• TASK:
Only the lines from the line containing "Guideline: for each instance of the chair" to the end of the entries should be repeated, exactly as they appear.

(Dataset records about object locations)
-- Start --

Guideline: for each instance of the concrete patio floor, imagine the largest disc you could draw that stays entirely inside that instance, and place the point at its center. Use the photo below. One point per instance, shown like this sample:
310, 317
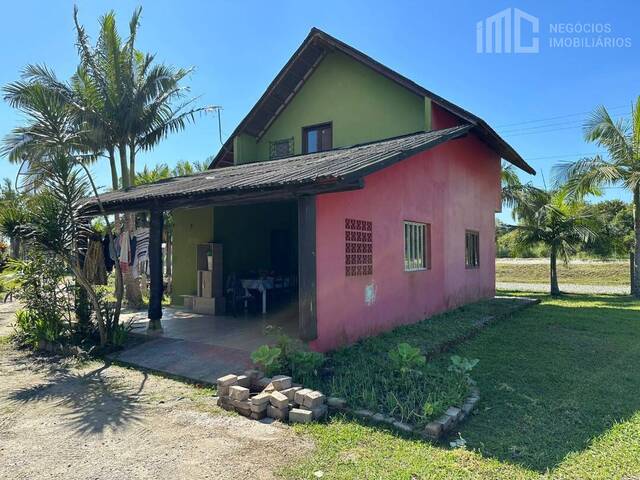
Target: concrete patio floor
202, 348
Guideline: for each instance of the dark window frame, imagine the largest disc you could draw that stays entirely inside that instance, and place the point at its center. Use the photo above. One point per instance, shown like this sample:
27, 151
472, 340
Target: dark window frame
411, 227
273, 146
471, 249
317, 126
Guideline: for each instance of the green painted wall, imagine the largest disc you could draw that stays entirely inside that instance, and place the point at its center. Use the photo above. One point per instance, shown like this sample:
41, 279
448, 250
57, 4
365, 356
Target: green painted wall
363, 106
245, 234
191, 227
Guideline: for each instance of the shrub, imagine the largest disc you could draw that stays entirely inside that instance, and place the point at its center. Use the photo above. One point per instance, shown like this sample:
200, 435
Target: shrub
304, 365
268, 358
406, 358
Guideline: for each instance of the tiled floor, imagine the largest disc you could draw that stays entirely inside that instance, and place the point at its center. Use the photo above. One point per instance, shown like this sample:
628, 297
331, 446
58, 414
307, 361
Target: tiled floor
203, 347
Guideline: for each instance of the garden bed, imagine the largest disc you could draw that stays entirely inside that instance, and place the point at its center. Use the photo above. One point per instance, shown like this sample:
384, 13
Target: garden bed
367, 378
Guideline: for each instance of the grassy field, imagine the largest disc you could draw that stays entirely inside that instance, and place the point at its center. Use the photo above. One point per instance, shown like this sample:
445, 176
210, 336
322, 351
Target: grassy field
364, 375
559, 385
582, 273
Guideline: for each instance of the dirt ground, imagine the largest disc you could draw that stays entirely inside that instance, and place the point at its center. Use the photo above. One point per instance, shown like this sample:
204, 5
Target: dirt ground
63, 419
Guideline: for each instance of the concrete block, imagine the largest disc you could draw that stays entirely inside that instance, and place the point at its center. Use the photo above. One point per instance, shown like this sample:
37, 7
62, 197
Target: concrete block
239, 393
259, 408
313, 399
290, 392
261, 399
337, 403
244, 381
298, 415
404, 427
281, 382
446, 421
227, 380
258, 415
243, 407
278, 413
225, 403
299, 395
279, 400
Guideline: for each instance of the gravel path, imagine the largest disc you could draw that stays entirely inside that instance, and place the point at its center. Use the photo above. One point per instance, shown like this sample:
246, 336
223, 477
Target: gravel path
95, 421
568, 288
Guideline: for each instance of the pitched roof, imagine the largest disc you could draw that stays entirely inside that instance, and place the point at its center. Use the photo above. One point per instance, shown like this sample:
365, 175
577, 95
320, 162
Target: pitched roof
304, 61
332, 170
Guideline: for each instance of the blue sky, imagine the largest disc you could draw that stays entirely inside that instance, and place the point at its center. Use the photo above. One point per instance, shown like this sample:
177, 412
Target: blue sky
536, 101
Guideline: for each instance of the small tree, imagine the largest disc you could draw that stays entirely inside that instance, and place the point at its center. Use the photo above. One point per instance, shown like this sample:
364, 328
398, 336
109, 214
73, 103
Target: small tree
550, 217
621, 139
59, 225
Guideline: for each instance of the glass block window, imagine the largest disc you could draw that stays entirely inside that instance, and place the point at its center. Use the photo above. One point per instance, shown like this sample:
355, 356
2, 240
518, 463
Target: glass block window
417, 246
472, 249
358, 247
281, 148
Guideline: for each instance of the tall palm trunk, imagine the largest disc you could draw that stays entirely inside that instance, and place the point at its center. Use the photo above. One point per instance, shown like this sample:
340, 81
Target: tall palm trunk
635, 282
553, 271
14, 247
132, 286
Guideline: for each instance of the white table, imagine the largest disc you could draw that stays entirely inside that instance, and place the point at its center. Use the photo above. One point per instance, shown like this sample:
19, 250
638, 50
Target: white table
260, 284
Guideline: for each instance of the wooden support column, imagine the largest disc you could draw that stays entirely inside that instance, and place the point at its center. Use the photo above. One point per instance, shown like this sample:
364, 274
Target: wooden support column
307, 311
155, 269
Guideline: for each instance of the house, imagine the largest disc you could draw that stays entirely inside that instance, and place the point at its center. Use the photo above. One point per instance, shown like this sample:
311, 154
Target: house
373, 196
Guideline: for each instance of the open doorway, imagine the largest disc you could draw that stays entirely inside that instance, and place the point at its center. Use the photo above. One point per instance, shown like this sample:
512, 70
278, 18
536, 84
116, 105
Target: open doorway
260, 261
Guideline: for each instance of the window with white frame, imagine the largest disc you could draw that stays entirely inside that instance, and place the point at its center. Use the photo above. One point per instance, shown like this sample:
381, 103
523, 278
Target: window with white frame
472, 249
417, 243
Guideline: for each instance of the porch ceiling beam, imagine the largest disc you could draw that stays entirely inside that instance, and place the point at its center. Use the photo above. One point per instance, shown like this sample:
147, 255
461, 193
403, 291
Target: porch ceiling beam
239, 197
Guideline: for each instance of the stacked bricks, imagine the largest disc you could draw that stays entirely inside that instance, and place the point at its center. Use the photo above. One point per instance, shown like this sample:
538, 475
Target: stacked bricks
257, 397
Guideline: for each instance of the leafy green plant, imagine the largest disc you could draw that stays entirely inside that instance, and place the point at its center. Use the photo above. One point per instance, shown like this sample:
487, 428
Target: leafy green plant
304, 365
268, 358
31, 327
462, 365
406, 358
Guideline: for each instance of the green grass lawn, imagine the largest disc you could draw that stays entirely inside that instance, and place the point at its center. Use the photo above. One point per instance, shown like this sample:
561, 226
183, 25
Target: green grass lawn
560, 389
591, 273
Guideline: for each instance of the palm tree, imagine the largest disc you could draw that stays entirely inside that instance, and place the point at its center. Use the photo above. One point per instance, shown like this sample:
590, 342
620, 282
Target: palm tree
621, 139
554, 219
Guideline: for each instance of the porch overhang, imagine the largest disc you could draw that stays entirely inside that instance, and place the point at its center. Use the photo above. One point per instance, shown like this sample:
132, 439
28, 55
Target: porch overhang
289, 178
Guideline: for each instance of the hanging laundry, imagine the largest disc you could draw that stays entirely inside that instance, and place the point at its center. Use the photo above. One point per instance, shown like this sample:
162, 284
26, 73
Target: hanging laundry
106, 253
94, 267
141, 254
124, 257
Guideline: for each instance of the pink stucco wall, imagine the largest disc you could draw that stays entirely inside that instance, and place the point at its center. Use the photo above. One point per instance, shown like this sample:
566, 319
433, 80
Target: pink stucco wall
454, 187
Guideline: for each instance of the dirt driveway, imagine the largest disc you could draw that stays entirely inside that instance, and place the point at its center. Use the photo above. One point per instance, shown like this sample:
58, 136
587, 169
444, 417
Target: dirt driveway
94, 421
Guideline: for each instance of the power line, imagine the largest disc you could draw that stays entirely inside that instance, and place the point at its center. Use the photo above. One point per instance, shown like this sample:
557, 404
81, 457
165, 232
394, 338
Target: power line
556, 117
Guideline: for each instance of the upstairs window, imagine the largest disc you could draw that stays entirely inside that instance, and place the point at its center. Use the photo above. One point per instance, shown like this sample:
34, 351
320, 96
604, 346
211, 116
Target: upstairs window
317, 138
472, 249
417, 246
281, 148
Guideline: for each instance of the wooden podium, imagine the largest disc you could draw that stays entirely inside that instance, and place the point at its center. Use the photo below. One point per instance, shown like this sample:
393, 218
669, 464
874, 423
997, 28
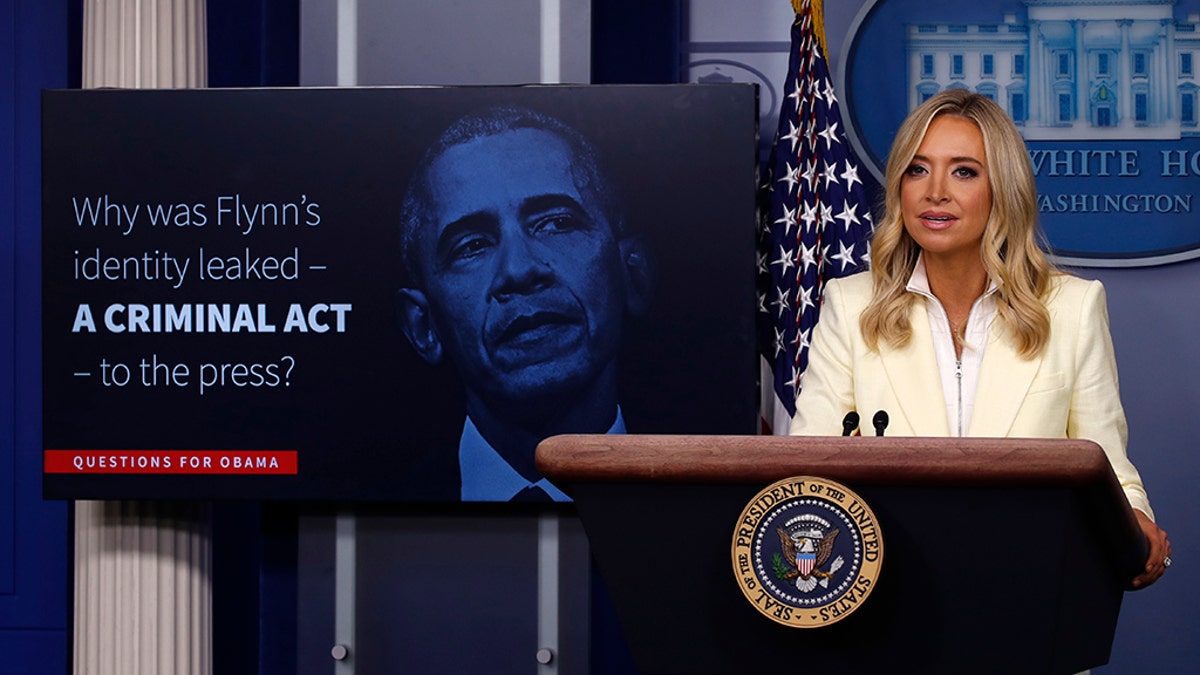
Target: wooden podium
1001, 555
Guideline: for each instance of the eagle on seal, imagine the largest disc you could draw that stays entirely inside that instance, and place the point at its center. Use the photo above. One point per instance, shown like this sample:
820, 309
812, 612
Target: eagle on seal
807, 556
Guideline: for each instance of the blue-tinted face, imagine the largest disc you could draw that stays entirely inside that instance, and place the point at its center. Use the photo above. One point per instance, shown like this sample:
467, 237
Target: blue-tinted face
522, 272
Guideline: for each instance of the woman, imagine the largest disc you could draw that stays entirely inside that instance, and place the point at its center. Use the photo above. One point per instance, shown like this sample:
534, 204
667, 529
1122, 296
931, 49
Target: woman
960, 299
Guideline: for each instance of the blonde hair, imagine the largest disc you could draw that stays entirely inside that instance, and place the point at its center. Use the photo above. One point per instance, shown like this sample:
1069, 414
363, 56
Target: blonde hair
1009, 250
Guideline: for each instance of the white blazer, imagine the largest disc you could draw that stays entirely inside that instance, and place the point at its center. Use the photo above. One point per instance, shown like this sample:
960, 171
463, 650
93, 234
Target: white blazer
1068, 392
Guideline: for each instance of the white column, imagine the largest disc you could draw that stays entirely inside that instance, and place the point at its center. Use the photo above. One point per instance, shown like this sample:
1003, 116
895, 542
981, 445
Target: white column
1125, 91
143, 596
1083, 102
1035, 78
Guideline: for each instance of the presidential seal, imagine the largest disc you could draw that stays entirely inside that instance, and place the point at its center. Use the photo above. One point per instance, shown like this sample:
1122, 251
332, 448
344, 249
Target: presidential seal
807, 551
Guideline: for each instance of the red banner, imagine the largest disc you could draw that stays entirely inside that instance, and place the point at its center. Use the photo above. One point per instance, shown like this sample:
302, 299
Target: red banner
276, 463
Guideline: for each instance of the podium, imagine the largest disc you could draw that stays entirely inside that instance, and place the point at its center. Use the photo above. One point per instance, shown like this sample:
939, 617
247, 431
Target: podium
1001, 555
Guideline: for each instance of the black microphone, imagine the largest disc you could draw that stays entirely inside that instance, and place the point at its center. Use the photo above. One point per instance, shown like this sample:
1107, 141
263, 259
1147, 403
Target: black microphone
881, 422
849, 423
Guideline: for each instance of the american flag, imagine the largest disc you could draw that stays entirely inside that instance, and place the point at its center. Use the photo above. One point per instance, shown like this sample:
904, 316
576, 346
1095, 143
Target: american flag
815, 222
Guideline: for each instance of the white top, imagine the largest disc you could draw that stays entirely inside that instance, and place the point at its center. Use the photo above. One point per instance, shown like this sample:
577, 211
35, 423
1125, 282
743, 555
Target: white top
960, 377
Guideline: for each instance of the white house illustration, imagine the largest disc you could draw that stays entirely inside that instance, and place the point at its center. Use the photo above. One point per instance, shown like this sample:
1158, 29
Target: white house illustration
1074, 70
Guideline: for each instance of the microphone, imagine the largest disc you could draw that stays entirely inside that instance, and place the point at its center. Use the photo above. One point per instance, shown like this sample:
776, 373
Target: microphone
849, 423
881, 422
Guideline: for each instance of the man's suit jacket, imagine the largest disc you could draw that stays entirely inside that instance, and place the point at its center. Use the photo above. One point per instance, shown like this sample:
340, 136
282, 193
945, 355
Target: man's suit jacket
1068, 392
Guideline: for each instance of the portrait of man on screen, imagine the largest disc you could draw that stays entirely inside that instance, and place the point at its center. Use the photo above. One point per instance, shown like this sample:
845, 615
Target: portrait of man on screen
521, 274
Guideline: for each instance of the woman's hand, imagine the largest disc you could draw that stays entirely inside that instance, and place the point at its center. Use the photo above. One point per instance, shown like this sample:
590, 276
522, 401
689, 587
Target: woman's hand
1159, 551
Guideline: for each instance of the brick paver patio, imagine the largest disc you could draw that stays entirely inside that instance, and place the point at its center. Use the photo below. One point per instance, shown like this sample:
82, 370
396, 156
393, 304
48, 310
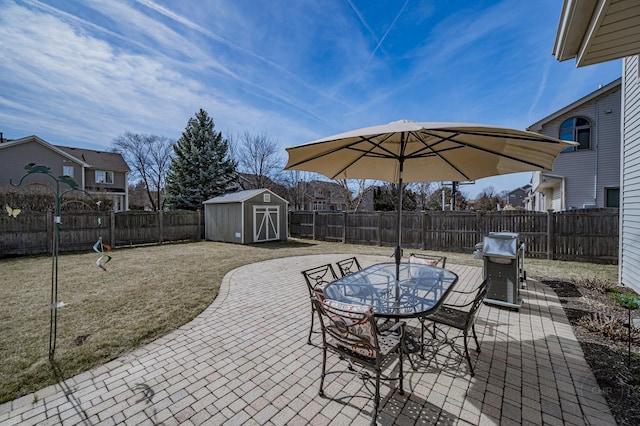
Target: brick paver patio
245, 360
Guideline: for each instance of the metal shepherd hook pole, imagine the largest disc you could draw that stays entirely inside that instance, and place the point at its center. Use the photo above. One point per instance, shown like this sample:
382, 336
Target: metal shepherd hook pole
31, 169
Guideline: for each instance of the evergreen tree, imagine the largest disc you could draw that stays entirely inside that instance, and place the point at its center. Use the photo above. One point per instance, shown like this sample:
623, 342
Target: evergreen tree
201, 167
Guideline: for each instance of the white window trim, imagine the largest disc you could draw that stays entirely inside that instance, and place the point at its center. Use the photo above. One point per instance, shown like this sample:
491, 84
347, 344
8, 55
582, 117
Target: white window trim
106, 173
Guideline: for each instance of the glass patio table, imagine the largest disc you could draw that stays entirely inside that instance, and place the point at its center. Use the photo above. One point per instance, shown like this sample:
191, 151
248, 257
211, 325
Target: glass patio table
418, 292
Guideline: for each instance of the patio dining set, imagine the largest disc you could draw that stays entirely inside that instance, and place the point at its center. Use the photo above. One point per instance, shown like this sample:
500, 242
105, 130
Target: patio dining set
363, 315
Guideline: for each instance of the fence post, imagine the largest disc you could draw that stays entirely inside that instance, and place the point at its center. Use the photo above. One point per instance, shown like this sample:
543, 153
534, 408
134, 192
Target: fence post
344, 227
49, 237
112, 219
160, 217
313, 224
425, 221
550, 232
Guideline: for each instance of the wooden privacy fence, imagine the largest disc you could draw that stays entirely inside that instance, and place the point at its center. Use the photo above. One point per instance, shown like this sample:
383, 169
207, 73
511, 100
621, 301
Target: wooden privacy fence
32, 233
584, 235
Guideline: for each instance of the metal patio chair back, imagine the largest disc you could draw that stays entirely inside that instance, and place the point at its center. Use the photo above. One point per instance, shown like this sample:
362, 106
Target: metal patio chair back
460, 316
439, 261
348, 266
350, 331
317, 278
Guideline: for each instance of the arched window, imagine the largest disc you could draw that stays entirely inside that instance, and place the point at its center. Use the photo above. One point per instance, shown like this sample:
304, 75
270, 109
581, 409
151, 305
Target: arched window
576, 129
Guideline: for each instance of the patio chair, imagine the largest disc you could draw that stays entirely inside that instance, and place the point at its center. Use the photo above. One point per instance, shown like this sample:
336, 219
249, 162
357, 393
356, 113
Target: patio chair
458, 316
351, 332
316, 278
427, 259
348, 266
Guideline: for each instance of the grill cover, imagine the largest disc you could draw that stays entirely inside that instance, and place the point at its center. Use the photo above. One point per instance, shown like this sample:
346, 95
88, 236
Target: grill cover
501, 245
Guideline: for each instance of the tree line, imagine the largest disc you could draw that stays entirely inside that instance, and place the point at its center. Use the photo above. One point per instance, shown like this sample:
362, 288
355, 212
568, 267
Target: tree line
202, 163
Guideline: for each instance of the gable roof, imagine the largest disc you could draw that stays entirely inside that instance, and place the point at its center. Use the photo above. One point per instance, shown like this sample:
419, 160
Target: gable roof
240, 196
88, 158
537, 126
595, 31
111, 161
34, 138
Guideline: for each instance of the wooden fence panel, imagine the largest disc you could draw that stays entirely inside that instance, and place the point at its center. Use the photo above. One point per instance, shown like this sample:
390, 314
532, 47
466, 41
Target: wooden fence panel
179, 226
586, 235
32, 232
137, 228
303, 225
27, 233
575, 235
362, 228
80, 231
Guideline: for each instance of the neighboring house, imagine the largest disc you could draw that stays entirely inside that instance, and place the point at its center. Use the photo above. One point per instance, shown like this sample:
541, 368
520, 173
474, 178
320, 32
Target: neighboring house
96, 172
595, 32
588, 175
517, 197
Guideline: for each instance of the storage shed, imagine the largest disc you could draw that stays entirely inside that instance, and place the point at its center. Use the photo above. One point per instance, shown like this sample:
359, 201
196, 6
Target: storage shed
245, 217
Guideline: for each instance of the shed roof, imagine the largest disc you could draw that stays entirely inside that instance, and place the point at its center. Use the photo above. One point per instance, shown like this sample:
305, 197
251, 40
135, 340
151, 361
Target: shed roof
240, 196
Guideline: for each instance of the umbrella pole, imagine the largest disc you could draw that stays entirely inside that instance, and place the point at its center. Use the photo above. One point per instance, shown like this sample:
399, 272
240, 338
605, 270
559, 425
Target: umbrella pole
398, 252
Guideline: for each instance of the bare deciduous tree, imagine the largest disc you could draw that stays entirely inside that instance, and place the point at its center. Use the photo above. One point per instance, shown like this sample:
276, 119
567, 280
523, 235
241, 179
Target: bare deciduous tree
149, 156
360, 187
423, 191
258, 156
296, 183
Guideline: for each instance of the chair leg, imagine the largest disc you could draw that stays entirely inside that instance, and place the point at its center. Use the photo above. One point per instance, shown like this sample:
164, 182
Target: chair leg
401, 371
422, 327
466, 352
376, 401
313, 314
324, 371
475, 337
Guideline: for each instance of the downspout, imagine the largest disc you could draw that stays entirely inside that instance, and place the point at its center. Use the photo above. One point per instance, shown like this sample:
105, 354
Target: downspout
563, 200
595, 175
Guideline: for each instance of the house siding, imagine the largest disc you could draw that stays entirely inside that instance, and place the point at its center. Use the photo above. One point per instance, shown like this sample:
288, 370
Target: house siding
588, 172
630, 176
15, 158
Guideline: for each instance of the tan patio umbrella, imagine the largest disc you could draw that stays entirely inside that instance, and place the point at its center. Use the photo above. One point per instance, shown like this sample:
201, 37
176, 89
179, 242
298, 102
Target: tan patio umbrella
408, 151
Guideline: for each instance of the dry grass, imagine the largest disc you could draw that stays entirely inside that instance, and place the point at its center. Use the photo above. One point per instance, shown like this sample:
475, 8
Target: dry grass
145, 293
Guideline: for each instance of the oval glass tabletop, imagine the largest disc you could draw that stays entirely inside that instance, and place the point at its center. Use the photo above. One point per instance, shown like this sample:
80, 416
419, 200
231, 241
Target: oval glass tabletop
419, 290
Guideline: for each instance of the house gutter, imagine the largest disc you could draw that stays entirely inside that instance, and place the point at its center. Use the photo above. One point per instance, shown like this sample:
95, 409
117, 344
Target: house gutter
595, 175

-- End --

• COMPLETE ANSWER:
Guideline: for each instance of the chair leg, imagine the largest disc you could draw that stays entirely inside that instance, and place the point at its center. Use the photo above. One point per instance, shown like this sample:
164, 182
Target: chair leg
401, 371
422, 327
466, 352
376, 401
313, 314
324, 371
475, 337
Guideline: for each instance of the downspout, imagine the largest disc you could draw that stays entirely inside that instance, and place the point at its center. Use the photo above. One point per instance, shown like this sample:
105, 354
Target: downspout
563, 200
595, 175
Guideline: for each instance of the house siding, imagine the largest disc you could draw that stays entirely inside that instance, and place the point at its center. Use the photo above. One point per instance, shown like this sample:
288, 370
Target: house siding
588, 172
630, 176
15, 158
Guideline: for each instance of the tan patio umbrella, imagine the largest disc you could draw that stays entirely inside that instance, and place the point at its center. Use the photo above. One point per instance, shown like this sample:
201, 37
176, 89
179, 242
298, 102
Target: tan patio umbrella
408, 151
Guideline: for each instance of the dry grass, imagine the largest disc you could draw that stays entirely inside that instance, and place the point at its center. Use the photo above. One point per instance, shown like this sample:
475, 8
Target: dry grass
145, 293
Guideline: for each instance of the oval glass tabletop, imagine the largest disc you could draw that stays entirely inside that instance, and place the point at its center. Use the photo above. One point per instance, shown like this sample:
80, 416
419, 200
231, 241
Target: oval glass tabletop
419, 290
Guideline: for each instance of the house gutter, imagine the largest disc you could draw that stays entirely inside that instance, and place the point at its center. Use the photo above. One point per instance, shown like this sample:
95, 409
117, 344
Target: house gutter
595, 175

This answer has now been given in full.